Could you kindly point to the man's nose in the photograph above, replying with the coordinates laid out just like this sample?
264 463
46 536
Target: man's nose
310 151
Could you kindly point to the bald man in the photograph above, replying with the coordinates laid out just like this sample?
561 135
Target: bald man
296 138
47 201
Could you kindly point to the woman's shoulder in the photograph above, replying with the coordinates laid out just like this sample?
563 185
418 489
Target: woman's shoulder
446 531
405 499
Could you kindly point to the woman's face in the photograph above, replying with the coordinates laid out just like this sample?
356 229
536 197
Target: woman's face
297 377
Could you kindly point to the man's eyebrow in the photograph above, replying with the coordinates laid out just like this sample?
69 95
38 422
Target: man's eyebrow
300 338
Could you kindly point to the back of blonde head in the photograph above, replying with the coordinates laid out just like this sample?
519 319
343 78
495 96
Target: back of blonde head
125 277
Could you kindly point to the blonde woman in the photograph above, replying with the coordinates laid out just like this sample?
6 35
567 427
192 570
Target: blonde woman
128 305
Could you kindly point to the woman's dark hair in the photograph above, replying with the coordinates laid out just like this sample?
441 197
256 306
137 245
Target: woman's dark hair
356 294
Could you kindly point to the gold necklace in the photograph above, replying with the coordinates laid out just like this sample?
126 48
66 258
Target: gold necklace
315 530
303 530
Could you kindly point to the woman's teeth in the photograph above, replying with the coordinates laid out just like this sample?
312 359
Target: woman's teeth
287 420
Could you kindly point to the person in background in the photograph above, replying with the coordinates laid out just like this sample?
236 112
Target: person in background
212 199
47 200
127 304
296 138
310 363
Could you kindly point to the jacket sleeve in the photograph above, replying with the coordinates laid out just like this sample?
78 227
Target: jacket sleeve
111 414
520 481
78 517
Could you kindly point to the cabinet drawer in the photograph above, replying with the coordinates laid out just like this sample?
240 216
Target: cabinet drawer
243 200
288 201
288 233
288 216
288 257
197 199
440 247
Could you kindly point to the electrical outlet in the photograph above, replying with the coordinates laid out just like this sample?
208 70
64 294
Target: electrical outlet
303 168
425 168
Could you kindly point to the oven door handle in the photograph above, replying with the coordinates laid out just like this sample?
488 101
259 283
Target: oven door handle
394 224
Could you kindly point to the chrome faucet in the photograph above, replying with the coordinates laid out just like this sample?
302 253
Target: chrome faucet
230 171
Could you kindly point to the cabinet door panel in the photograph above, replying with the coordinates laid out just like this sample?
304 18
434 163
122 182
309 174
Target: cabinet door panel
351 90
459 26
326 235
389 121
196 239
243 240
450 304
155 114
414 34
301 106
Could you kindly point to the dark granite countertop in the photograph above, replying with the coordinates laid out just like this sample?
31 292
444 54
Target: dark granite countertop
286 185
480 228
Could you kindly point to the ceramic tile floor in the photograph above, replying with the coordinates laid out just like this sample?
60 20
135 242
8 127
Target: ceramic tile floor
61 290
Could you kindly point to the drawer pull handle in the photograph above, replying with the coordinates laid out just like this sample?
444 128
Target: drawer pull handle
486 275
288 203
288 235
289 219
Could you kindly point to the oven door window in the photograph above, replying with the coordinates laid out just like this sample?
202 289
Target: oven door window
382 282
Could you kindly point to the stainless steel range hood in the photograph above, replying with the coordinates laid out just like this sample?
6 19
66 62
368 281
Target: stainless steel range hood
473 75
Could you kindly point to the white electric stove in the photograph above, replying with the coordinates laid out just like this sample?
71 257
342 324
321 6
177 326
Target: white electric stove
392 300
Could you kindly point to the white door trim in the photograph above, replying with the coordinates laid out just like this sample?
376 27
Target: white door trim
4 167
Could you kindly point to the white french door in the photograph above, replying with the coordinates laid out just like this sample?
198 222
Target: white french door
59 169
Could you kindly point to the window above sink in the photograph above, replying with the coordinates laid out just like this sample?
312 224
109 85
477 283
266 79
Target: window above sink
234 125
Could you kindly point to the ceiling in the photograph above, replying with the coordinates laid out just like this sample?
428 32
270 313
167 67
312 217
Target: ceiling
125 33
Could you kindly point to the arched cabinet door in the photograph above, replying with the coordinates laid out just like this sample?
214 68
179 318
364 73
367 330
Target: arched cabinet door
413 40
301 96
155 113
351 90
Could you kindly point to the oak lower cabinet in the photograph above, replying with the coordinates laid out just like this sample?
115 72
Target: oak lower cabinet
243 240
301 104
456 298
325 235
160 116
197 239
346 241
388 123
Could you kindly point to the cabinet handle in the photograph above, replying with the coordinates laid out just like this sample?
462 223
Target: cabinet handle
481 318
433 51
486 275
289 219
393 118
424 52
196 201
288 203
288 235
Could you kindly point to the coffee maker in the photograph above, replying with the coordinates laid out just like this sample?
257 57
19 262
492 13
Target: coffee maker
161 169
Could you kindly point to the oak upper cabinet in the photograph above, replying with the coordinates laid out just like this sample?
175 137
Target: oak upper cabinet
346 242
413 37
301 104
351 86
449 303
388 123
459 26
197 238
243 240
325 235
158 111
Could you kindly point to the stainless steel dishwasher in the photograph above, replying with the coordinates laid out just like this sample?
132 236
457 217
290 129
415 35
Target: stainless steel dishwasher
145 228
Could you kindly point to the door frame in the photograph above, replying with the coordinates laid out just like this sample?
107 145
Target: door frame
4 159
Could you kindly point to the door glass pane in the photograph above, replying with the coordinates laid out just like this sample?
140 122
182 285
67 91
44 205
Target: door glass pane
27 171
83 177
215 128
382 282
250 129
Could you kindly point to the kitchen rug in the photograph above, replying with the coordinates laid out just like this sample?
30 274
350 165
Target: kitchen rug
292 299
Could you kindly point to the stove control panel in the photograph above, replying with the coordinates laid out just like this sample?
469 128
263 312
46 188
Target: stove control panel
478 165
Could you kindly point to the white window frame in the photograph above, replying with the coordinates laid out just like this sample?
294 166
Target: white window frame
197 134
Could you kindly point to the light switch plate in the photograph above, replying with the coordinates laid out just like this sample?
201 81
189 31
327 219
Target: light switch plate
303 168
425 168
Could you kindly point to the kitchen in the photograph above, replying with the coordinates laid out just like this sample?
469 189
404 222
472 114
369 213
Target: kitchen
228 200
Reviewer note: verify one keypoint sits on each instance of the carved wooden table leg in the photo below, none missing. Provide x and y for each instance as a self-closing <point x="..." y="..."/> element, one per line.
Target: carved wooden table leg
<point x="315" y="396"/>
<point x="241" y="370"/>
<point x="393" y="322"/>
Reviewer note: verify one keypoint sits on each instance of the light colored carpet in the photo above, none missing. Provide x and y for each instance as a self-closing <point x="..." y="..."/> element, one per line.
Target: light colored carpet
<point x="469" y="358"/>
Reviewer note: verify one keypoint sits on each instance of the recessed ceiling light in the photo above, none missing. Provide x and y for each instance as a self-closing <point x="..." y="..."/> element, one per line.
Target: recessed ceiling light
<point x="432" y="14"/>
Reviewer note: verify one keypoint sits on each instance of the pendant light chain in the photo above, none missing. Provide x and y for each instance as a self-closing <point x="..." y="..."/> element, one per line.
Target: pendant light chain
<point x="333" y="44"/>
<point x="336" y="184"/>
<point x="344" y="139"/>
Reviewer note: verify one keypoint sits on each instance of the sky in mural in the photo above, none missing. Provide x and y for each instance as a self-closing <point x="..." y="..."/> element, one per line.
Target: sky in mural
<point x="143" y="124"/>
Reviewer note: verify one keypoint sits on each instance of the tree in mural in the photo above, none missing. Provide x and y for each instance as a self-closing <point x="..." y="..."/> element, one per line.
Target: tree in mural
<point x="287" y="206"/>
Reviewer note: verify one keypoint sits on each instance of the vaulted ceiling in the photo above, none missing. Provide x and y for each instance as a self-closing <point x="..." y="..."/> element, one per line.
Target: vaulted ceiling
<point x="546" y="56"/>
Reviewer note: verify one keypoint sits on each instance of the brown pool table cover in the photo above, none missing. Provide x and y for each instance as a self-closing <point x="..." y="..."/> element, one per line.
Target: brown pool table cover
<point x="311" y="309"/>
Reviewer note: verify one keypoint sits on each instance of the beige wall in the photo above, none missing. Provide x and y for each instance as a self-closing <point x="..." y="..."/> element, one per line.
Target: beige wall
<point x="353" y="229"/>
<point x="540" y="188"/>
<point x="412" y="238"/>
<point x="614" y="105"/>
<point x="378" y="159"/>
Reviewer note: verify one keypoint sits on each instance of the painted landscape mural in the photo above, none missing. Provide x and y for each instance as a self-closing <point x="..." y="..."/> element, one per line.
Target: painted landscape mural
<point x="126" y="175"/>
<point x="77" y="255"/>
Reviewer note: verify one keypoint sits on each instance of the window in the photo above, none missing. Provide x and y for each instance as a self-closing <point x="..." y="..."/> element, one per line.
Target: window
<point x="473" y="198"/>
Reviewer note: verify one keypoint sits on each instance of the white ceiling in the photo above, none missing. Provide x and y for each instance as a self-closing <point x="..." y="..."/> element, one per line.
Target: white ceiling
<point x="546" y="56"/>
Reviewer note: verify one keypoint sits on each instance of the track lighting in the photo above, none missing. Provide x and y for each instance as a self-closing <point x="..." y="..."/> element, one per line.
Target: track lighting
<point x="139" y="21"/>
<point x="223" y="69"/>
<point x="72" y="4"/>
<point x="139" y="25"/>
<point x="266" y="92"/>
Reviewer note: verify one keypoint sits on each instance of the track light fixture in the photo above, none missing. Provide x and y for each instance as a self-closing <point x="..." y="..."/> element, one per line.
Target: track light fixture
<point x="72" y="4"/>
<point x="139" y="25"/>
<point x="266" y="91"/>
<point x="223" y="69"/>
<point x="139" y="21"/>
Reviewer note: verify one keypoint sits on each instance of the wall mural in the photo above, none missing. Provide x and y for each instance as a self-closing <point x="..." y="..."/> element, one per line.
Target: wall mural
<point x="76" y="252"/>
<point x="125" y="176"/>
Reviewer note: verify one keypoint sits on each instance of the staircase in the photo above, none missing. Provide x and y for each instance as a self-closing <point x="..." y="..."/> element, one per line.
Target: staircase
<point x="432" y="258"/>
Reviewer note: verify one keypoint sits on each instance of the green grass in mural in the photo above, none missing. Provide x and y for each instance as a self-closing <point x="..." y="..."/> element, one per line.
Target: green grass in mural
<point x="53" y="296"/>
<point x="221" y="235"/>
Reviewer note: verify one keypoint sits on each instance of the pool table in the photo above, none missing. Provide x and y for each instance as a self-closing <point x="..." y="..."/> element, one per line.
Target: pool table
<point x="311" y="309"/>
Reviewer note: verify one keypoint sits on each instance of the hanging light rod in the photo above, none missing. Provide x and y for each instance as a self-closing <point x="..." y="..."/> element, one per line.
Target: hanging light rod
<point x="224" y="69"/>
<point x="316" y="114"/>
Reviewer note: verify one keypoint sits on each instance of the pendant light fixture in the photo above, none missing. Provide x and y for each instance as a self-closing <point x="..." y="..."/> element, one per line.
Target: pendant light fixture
■ ■ ■ ■ ■ ■ ■
## What is needed:
Among the entries above, the line containing "Could you kindly point to the blonde", the line containing "Could you kindly point to the woman's teeth", and all lines between them are to be restated word for word; nothing else belongs in the reply.

## Response box:
Could you kindly point to the blonde woman in the photograph above, replying with the coordinates laid out just like this sample?
6 35
567 427
192 570
Target: blonde woman
128 305
Could you kindly point to the woman's dark hair in the photograph above, replying with the coordinates laid out just like this sample?
441 197
256 306
137 245
Target: woman's dark hair
356 294
Could you kindly point to the gold necklace in the photograph above, replying with the coordinates laid out just like this sample?
126 48
66 258
Target: gold necklace
315 530
303 530
Could you kindly point to the woman's teeth in the photograph above, replying with the coordinates laid out just like this sample?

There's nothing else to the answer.